=== Task to carry out ===
Extract word for word the part of the transfer learning passage below that runs from "Therefore, the motivation" to "classification accuracy results.".

=== Source extract ===
The author also details tests evaluating the performance of each architecture in
combination with local binary patterns (LBP). The simple network achieved a test
accuracy score of 31.54%, with the CNN trained on the CIFAR-10 dataset managing
to achieve a higher score of 38.8% after 2805 seconds of training. Most of the
aforementioned papers identified limitations whether it be cost, insufficient
requirements or problems with the processing of complex datasets, or quality of images.
Rather than replicating these studies, the aim of this work is to progress on previous
related works and solve the addressed limitations. The results obtained by the authors
in [4], will be used as a direct comparison. We will use a similar architecture and dataset
compared to [4], however combining Transfer Learning on top of a pre-trained model
on other datasets (domains). The aim is to establish whether accuracy results could be
improved with Transfer Learning given minimal time and computational resources.
Therefore, the motivation of this work encompasses finding a suitable model in which
facilitates Transfer Learning, allowing classification of new datasets with respectable
accuracy. The main contributions of this work are as follows: a study on the core
principals behind CNNs related to a series of tests to determine the usability of such as
technique (i.e. Transfer Learning) and whether it could be applied to multiple datasets
with different images category. Also, acknowledging the measures taken to adapt a
network to advance its integration within diverse domains. Thus, we test a CNN
architecture (i.e. Inception-v3) on both the Caltech [11] Face dataset and the CIFAR-
10 dataset [10] whilst changing certain parameters to evaluate their significance with
regards to the classification accuracy results.

=== Material supplied ===

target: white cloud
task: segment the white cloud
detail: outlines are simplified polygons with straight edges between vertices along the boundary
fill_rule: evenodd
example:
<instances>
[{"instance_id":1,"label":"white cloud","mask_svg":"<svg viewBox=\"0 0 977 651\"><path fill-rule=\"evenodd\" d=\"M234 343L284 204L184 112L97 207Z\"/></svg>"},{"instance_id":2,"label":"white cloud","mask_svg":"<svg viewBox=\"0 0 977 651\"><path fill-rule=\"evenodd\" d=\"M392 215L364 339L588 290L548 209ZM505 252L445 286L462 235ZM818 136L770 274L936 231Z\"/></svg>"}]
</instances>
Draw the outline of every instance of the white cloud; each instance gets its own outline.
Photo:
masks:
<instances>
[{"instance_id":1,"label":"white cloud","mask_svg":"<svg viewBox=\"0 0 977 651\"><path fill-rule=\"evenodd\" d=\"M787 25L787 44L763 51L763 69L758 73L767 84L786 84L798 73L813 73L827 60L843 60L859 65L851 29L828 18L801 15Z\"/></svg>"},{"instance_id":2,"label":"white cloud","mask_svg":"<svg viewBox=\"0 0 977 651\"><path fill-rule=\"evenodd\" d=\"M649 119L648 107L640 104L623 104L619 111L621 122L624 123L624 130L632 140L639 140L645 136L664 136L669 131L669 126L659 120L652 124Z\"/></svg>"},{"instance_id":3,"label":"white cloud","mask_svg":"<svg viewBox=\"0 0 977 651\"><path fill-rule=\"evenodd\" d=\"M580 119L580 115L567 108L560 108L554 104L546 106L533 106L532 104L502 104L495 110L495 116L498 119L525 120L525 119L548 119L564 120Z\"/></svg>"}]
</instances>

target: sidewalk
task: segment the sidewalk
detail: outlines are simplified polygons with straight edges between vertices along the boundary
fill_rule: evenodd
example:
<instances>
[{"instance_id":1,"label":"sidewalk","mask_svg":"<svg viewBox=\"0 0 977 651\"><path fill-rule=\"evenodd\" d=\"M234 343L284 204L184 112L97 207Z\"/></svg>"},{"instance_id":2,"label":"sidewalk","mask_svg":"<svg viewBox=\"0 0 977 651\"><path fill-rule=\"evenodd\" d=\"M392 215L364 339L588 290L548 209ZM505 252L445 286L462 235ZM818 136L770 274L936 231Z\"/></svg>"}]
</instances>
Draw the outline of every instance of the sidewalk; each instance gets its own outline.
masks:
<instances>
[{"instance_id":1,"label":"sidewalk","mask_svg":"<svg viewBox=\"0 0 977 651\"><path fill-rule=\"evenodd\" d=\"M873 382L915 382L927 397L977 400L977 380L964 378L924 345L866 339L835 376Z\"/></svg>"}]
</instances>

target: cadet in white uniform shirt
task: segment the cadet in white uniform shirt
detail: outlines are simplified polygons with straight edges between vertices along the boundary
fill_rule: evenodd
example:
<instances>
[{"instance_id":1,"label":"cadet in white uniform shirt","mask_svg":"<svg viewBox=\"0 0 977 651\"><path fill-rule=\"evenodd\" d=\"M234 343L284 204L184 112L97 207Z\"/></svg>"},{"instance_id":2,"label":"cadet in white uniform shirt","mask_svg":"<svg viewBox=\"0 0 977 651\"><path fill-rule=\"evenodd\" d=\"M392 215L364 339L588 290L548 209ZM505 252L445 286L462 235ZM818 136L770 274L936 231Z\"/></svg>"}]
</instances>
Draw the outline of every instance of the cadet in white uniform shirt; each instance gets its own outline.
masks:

=== Solution ===
Therefore, the motivation of this work encompasses finding a suitable model in which
facilitates Transfer Learning, allowing classification of new datasets with respectable
accuracy. The main contributions of this work are as follows: a study on the core
principals behind CNNs related to a series of tests to determine the usability of such as
technique (i.e. Transfer Learning) and whether it could be applied to multiple datasets
with different images category. Also, acknowledging the measures taken to adapt a
network to advance its integration within diverse domains. Thus, we test a CNN
architecture (i.e. Inception-v3) on both the Caltech [11] Face dataset and the CIFAR-
10 dataset [10] whilst changing certain parameters to evaluate their significance with
regards to the classification accuracy results.